**PROVIDED PASSAGE:**
Can you imagine holding $80 million in your hand and not knowing it? That's what happened to Harry Spencer when he used one of the world's largest sapphires as a door stop for 9 years.
In the mid-1930s 12-year-old Roy Spencer found a large black crystal in a field in Queensland, Australia. Anxious to show his father what he found he ran home. Harry Spencer was a miner and thought that his son had just unearthed an ordinary crystal, even if it was a little larger than normal.
Being a good father he appropriately oooohed and aaaahhhhed and put his son's treasure to work as a door stop, where it stayed for the next 9 years.
Nearly a decade, later Harry learned that sapphires can come in a lot more than the color blue, they can actually show up in almost every color (except red) - including black. He took a closer look at his doorstop and discovered the gem within.
He got to work finding a buyer and eventually sold the raw gem to a jeweler from Los Angeles. Harry Kazanjian bought the palm-sized sapphire for $18,000 in 1947, which is about $185,000 today.

**TASKS FOR THIS EXERCISE:**
1. According to the sapphire story, what led Harry Spencer to take a closer look at his doorstop nearly a decade later? Answer in one to three sentences.
2. Can you turn the part of the records that opens with the line containing "Objective — indicate one point on every instance of the tugboat" and runs through the end of the records into a JSON list of strings, one per line, with blank lines and pictures left out?
The sapphire story and the records have no connection to each other.

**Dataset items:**
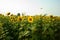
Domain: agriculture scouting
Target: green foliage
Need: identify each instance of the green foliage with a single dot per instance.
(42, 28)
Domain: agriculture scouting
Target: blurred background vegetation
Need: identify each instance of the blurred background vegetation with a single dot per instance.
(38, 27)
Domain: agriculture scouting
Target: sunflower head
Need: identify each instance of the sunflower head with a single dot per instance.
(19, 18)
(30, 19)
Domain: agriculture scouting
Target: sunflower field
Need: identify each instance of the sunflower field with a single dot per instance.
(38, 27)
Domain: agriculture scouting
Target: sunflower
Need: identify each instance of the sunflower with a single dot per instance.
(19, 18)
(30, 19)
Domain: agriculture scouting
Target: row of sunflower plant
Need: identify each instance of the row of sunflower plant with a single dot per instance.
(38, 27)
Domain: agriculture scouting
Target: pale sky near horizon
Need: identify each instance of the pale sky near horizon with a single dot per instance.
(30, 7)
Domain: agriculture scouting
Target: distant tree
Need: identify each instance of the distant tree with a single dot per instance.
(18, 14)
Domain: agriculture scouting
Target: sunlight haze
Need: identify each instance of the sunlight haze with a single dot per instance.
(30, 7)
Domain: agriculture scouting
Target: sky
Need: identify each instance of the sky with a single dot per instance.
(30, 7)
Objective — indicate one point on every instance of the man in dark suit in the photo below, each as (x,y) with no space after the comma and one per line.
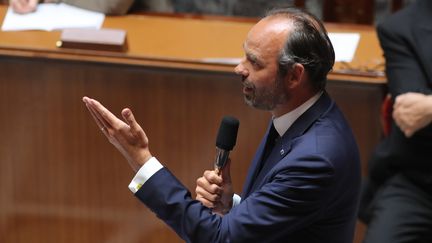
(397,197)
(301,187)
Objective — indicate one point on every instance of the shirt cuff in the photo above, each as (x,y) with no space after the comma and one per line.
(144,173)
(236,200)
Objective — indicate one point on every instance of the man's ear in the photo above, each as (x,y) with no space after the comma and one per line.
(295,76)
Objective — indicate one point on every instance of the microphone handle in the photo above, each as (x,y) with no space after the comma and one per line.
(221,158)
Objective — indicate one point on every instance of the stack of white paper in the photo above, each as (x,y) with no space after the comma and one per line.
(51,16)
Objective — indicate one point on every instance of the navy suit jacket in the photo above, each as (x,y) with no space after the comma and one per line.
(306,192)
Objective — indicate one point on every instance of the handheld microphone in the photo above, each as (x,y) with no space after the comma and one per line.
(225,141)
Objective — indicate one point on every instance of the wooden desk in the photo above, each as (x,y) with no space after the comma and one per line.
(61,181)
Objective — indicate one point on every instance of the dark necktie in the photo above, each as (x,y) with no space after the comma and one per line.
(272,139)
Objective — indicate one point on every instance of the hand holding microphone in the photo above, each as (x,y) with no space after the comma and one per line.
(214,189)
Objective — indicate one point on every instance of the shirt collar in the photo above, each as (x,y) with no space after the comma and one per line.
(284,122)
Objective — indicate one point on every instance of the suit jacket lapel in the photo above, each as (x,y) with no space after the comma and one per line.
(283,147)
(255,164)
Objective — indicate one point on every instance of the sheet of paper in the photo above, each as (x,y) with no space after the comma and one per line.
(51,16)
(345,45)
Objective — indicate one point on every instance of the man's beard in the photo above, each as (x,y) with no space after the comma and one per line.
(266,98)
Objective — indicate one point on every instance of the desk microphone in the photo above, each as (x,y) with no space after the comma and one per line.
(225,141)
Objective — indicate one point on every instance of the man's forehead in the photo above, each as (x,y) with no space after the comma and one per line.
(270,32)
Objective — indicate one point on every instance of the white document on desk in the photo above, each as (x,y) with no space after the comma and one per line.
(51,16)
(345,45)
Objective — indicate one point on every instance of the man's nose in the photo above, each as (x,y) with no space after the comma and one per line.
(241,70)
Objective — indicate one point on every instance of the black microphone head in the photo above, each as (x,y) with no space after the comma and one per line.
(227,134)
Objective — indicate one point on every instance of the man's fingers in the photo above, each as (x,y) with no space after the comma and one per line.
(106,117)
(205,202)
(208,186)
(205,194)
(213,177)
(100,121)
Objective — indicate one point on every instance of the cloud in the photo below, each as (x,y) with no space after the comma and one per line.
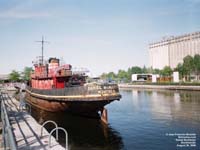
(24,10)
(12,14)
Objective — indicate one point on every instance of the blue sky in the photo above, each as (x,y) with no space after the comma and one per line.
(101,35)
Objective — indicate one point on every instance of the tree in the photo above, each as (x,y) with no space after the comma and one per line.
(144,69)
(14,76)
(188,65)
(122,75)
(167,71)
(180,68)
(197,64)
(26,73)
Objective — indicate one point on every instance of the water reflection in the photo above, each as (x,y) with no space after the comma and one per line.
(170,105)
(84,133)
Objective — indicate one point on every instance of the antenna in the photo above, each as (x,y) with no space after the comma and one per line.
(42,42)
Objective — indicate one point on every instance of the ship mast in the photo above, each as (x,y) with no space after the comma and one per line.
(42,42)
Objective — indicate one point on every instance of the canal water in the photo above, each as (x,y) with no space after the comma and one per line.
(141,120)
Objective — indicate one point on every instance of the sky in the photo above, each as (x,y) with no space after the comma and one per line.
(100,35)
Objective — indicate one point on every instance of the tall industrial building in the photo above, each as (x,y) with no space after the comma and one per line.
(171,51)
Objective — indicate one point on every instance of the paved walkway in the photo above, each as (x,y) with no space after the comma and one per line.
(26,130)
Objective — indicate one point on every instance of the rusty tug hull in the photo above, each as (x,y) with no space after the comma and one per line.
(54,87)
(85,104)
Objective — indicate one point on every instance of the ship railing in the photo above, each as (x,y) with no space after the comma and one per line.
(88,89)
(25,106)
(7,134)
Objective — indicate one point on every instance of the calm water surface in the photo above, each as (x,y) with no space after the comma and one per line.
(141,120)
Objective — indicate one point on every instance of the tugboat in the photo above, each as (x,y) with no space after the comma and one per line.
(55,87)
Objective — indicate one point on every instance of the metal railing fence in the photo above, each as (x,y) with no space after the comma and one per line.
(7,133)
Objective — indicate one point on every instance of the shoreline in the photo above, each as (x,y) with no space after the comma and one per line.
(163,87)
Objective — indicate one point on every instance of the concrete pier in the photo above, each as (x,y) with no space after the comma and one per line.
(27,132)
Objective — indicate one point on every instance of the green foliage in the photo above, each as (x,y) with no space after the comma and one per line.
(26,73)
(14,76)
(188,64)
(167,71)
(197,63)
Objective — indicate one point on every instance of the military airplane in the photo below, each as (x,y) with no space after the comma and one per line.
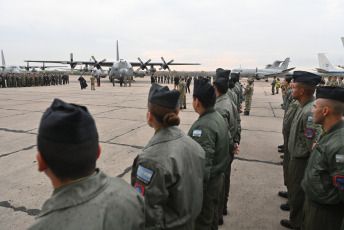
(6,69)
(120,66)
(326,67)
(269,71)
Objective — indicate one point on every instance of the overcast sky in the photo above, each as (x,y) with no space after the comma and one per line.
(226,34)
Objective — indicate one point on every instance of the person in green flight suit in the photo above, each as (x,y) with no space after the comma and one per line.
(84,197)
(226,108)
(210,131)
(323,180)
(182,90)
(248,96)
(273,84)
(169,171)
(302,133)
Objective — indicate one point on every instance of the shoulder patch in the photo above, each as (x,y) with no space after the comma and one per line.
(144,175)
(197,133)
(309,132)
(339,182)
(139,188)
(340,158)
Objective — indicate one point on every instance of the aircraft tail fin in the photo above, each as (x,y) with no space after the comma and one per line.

**TASK ANSWERS:**
1. He learned that sapphires are not only blue but can come in almost every color except red, including black. Since the doorstop was a large black crystal, that led him to examine it again, and he found the gem within.

2.
[
  "Objective — indicate one point on every instance of the tugboat in the photo above, each as (x,y) with no space after the comma and one per line.",
  "(55,87)",
  "Objective — indicate one point on every instance of the metal railing fence in the photo above, each as (x,y) with no space after the comma and one per line.",
  "(7,133)",
  "Objective — indicate one point on every instance of the shoreline in the photo above, each as (x,y) with no space after the comma and one per line.",
  "(163,87)",
  "Objective — indicate one point on every instance of the concrete pier in the photo above, each as (x,y) with no space after the comma and one per line.",
  "(27,132)",
  "Objective — indicate one point on every instance of the green foliage in the photo above, each as (x,y) with no space after the comma and one per line.",
  "(26,73)",
  "(14,76)",
  "(188,64)",
  "(167,71)",
  "(197,63)",
  "Objective — indicate one point on every instance of the military airplane in the photo below, each as (x,y) with no space after the comma and one per line.",
  "(6,69)",
  "(120,66)",
  "(326,67)",
  "(269,71)",
  "Objective — indicate one point on every instance of the overcast sky in the photo above, each as (x,y) with no space after the comma and one per line.",
  "(226,34)",
  "Objective — indicate one point on every instance of the person in green flight suit in the photo above, each as (x,y) with no space after the comma and one per line.",
  "(84,197)",
  "(226,108)",
  "(210,131)",
  "(323,180)",
  "(182,90)",
  "(248,96)",
  "(273,84)",
  "(169,171)",
  "(302,133)",
  "Objective — indicate one point on every instance of the shoulder patch in the photo above, each as (x,y) with no space after the comma and one per line.",
  "(144,175)",
  "(197,133)",
  "(309,132)",
  "(339,182)",
  "(139,188)",
  "(340,158)",
  "Objective — indicate one point on every instance of the aircraft tail fin in the photo above, each as (x,y) with no space after the comma and one per line."
]